## Begin Supplied passage

I have this on a variety of hardware running 8-STABLE as well. The only thing in common across varying hardware (Dell, Supermicro, etc.) is systems with large amounts of memory (48GB or more). Those systems all use buffered / registered ECC memory of assorted speeds.

I have always assumed that it is the kernel doing a memory scrub when loading, since otherwise any out-of-bounds reference might give a hard ECC error, rather than the expected Trap 12*. I've never been bothered enough to look in the sources to see what it is really doing. A verbose boot might be informative, to see if it happens before or after the kernel prints the memory segment table.

* Of course, if the BIOS does a full memory test, the FreeBSD scrub will be redundant.


----------



## xibo (Oct 19, 2013)

My X9DA7 can boot without delay if it has only 2 memory modules installed per CPU (for a total of 64GB), but delays several minutes if I install more. It's same slow with 4 modules per CPU as it is with 8 though.

I'm not getting a blinking cursor, just a 5 minutes delay.


----------



## SirDice (Oct 22, 2013)

Yep, that's the one. This server does have a huge amount of memory. Oddly enough when it's delaying at that point I can see the OS disk LED blinking like mad. As if it's doing an fsck(8).

## End Supplied passage

Tasks to carry out.
1. In the boot-delay thread, how many memory modules per CPU can the X9DA7 have and still boot without delay?
2. Transcribe part of the boot-delay thread. Begin at the words "My X9DA7 can" and stop after "doing an fsck(8).".
3. Pick up the boot-delay thread on large-memory servers after its last sentence and continue it.
The listing comes from a separate source, unrelated to the boot-delay thread.

## Begin Records supplied

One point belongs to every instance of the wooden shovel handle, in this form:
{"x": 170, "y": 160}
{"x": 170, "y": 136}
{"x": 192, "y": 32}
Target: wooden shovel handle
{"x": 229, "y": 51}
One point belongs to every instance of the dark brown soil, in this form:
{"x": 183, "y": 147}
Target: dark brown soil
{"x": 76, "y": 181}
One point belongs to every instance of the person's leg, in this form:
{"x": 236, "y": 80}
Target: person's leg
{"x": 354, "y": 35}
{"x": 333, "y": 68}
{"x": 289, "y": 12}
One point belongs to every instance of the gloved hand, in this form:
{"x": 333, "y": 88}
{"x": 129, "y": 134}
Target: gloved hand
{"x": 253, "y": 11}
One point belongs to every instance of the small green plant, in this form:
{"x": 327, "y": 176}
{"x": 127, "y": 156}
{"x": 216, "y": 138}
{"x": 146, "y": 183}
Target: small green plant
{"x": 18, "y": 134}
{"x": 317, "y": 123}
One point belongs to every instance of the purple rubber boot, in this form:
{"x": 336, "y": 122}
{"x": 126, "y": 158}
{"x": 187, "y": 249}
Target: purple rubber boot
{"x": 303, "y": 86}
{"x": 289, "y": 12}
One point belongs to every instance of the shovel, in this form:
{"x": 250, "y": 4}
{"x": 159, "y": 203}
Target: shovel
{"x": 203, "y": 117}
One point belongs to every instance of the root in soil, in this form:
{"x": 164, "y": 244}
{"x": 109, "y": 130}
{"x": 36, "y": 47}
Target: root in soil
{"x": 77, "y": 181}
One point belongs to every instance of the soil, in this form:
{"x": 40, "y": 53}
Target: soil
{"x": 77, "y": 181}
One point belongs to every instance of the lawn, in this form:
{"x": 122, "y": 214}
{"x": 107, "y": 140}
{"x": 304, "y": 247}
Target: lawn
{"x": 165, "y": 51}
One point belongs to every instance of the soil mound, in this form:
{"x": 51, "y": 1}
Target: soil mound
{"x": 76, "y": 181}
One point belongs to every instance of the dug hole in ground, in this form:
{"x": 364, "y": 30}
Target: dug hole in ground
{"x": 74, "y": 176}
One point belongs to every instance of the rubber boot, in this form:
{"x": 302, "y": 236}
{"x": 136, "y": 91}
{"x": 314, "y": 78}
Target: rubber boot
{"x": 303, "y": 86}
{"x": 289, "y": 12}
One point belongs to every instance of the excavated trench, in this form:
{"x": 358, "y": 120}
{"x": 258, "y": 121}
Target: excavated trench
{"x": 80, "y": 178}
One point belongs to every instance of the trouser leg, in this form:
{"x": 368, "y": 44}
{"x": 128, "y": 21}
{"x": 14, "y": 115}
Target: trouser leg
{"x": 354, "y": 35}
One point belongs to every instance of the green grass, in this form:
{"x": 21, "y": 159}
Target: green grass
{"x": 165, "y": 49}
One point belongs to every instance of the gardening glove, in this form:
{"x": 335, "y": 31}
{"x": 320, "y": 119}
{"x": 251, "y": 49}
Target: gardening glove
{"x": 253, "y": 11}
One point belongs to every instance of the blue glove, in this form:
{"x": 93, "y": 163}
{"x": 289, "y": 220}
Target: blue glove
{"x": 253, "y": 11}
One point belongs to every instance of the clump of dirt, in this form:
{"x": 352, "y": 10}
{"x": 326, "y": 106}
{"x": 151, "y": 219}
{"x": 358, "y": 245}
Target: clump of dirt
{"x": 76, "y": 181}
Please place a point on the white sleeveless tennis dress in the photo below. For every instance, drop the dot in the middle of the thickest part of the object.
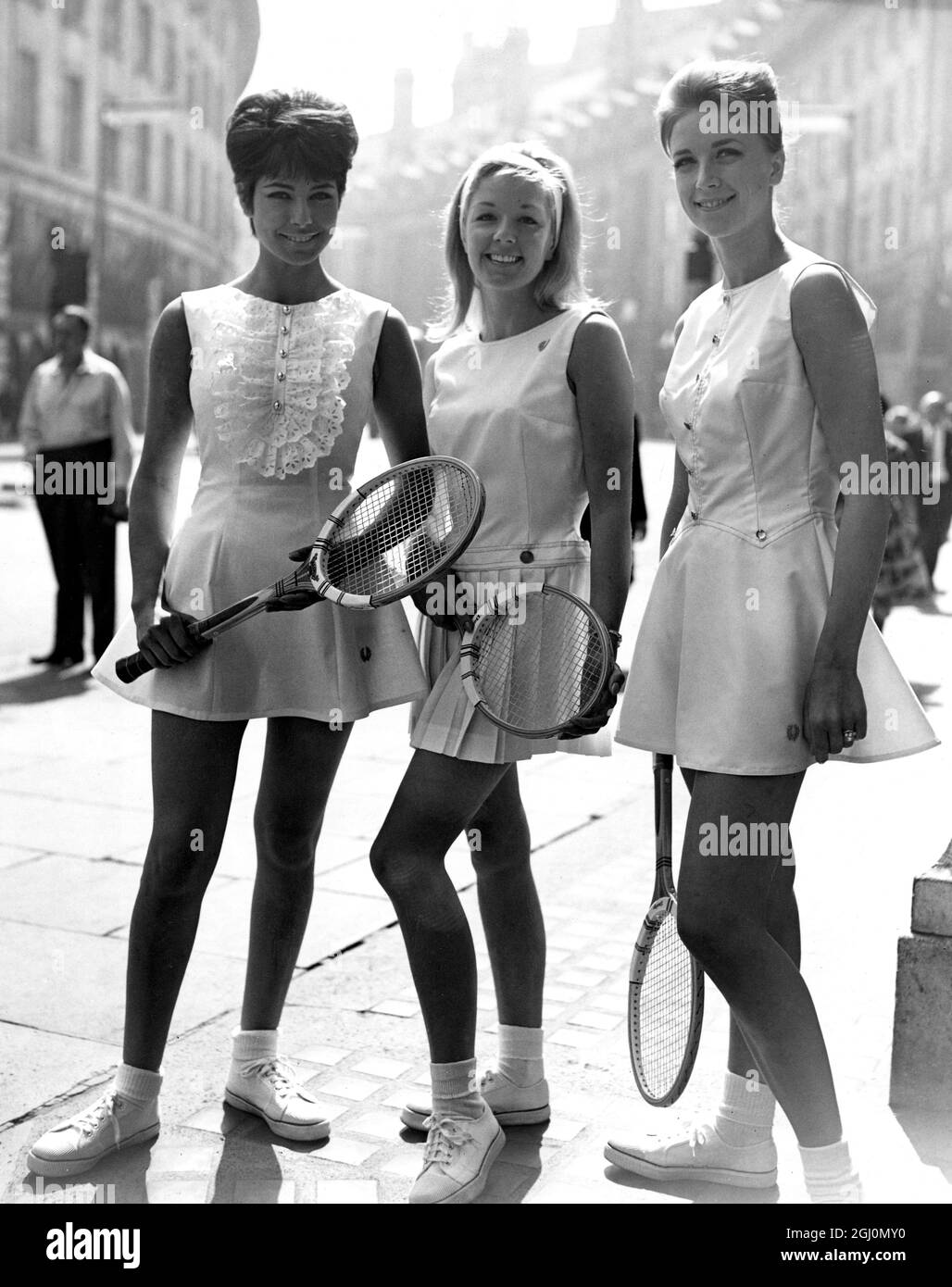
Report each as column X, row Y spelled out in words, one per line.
column 506, row 408
column 281, row 395
column 730, row 631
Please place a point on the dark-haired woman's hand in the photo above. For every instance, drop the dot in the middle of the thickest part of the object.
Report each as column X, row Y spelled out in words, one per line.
column 600, row 715
column 833, row 709
column 169, row 641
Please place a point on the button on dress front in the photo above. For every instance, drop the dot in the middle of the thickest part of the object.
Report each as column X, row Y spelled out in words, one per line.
column 281, row 395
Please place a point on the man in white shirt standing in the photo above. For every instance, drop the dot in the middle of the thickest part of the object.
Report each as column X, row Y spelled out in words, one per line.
column 934, row 518
column 76, row 430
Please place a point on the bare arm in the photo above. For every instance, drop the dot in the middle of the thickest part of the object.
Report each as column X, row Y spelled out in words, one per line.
column 121, row 432
column 396, row 393
column 600, row 375
column 833, row 342
column 29, row 428
column 155, row 491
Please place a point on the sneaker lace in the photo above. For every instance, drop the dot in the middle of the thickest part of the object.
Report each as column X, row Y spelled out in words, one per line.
column 275, row 1071
column 697, row 1135
column 89, row 1119
column 445, row 1134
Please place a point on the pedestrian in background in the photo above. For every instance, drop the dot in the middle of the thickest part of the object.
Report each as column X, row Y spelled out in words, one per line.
column 903, row 577
column 756, row 656
column 934, row 518
column 293, row 363
column 640, row 512
column 76, row 431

## End Records supplied

Expected outputs.
1. Two modules per CPU, for a total of 64GB.

2.
My X9DA7 can boot without delay if it has only 2 memory modules installed per CPU (for a total of 64GB), but delays several minutes if I install more. It's same slow with 4 modules per CPU as it is with 8 though.

I'm not getting a blinking cursor, just a 5 minutes delay.


----------



## SirDice (Oct 22, 2013)

Yep, that's the one. This server does have a huge amount of memory. Oddly enough when it's delaying at that point I can see the OS disk LED blinking like mad. As if it's doing an fsck(8).

3.
----------



## vanessa (Oct 22, 2013)

Good to know! Is this a bug or a kernel feature?  Can it be influenced somehow?
We also always use ECC servers ...


----------



## phoenix (Oct 22, 2013)

Hrm, all of the servers that do this here have 32+ GB (32, 48, 64, 128) of RAM, spread across two CPU sockets.  Now that I think about it, the delay is longer on the two systems with 128 GB.  It might be "size of RAM" related.


----------



## SirDice (Oct 23, 2013)

These servers have a little more than that even. They have 392 GB and the delay is considerable at that point. It feels like it's trying to do both, check memory and check the harddrive. I see no other reason why the HD LEDS would be blinking.


----------



## cforger (May 24, 2015)

This is an old thread, but I have the same problem .. then I came across what may be part of the delay - rc.d scripts.

For me, I have a lot of ZFS volumes, and the rc.d/zvol script was taking it's time.  Most of them run without any diags to the console, so you don't know they are active.


----------



## SirDice (Jun 29, 2015)

Old thread but it seems to be referred a couple of times. Adding this to /boot/loader.conf turns off the memory check before the kernel starts. If you have a lot of memory this check is going to take a considerable amount of time.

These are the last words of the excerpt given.